Treat the line containing "# expected pixel pairs, e.g." as the first line of the answer and the last line of the data as its final line, reproducing every line between exactly.

+++ Provided entries

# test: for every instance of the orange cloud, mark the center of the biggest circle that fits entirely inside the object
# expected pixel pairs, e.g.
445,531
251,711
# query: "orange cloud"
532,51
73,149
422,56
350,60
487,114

++++++

» Task output:
# expected pixel pairs, e.g.
445,531
251,711
# query: "orange cloud"
532,51
73,149
422,56
350,60
487,114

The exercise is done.